Aim of the exercise:
In the piece on business entities below, which state office should a business entity first make sure it is in good standing with?

Article:
##########
Continual / Perpetual Existence: Because business entities are legally separate from their owners, the death or disability of the owner does not mean that the business is dissolved (in the case of death) or unable to conduct business (in the case of disability). Changes is ownership and management are specifically addressed in the by-laws of corporations, in the operating agreements of LLCs, and in the partnership agreements of LPs.

Access to Capital: A business entity is a more attractive vehicle for investors than a sole proprietorship. Private investors are able to invest in business entities with confidence. This confidence comes from being able to invest and receive either a debt obligation (which may be convertible into equity under certain circumstances) or a portion of the ownership of the entity.

Potential Tax Benefits: The owners of corporations and LLCs taxed as corporations may be able to receive tax benefits by sheltering business income in the entity—thus reducing the owners’ overall tax liability.

Commercial Credibility: American consumers are more accustomed to purchasing goods and services from businesses than sole proprietors. This instant reputability is another leading reason individuals use a legally separate entity as the business vehicle of choice.

Employee Benefits: Under certain circumstances, the ability to offer more comprehensive and deductible fringe benefits may result.

THE CHALLENGE

All too often, the requirements of just keeping a small business running leave little time for the owner or owners to engage in corporate/LLC/LP “housekeeping” and “maintenance.” Without some level of diligence on the part of the owners, a gradual merger of the life of the business and the life of one or more of the owners can begin. When this happens, the separate legal status of the business entity begins to fade.

THE FIX

If you have been neglecting the “housekeeping” and “maintenance” of your corporation, LLC, or LP, in all but the most extreme cases, the fix can be very simple. The following steps should be taken by all business entities, even those owned and managed by only one person.

As an initial matter, you should ensure that your business entity is in good standing with the Colorado Secretary of State. Even if your entity is delinquent in annual filings or other matters, it is usually very easy to bring your entity into compliance with the Secretary of State. Typically, this will involve the filing of a delinquent annual statement or, possibly, reinstating your entity if it has been deemed dormant or inactive. Once the Secretary of State’s office shows your entity to be in compliance and good standing, it is time to bring your internal entity governance up to date. This step can not be over emphasized in its importance. Being in good standing with the Secretary of State is only the initial step in having your business entity recognized as separate from you (as the owner) at some future time whether in court or by a government agency.
##########
Data supplied:
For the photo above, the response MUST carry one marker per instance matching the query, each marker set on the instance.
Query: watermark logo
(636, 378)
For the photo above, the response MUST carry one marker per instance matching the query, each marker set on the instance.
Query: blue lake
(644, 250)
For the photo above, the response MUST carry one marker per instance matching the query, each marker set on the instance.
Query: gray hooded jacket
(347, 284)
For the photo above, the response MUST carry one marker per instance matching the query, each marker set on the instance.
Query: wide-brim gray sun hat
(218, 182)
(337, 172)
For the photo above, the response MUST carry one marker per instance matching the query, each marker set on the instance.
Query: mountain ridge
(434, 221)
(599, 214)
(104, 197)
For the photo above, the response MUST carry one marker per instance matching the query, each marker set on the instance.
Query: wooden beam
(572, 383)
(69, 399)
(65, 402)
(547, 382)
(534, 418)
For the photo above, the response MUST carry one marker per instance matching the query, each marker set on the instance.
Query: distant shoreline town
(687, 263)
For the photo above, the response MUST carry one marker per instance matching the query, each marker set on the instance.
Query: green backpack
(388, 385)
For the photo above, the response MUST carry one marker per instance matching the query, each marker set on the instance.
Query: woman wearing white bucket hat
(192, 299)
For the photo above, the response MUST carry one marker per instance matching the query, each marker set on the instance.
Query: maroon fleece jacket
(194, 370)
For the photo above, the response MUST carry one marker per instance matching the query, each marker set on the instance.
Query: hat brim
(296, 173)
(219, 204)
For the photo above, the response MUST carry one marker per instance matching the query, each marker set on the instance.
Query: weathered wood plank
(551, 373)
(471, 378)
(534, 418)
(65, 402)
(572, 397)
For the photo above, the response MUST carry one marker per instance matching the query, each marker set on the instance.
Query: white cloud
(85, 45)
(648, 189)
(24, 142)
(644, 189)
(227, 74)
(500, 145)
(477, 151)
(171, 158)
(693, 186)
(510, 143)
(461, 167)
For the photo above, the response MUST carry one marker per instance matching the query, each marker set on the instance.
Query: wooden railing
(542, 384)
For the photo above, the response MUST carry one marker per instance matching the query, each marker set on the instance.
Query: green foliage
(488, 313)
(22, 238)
##########
Exercise solution:
The Colorado Secretary of State.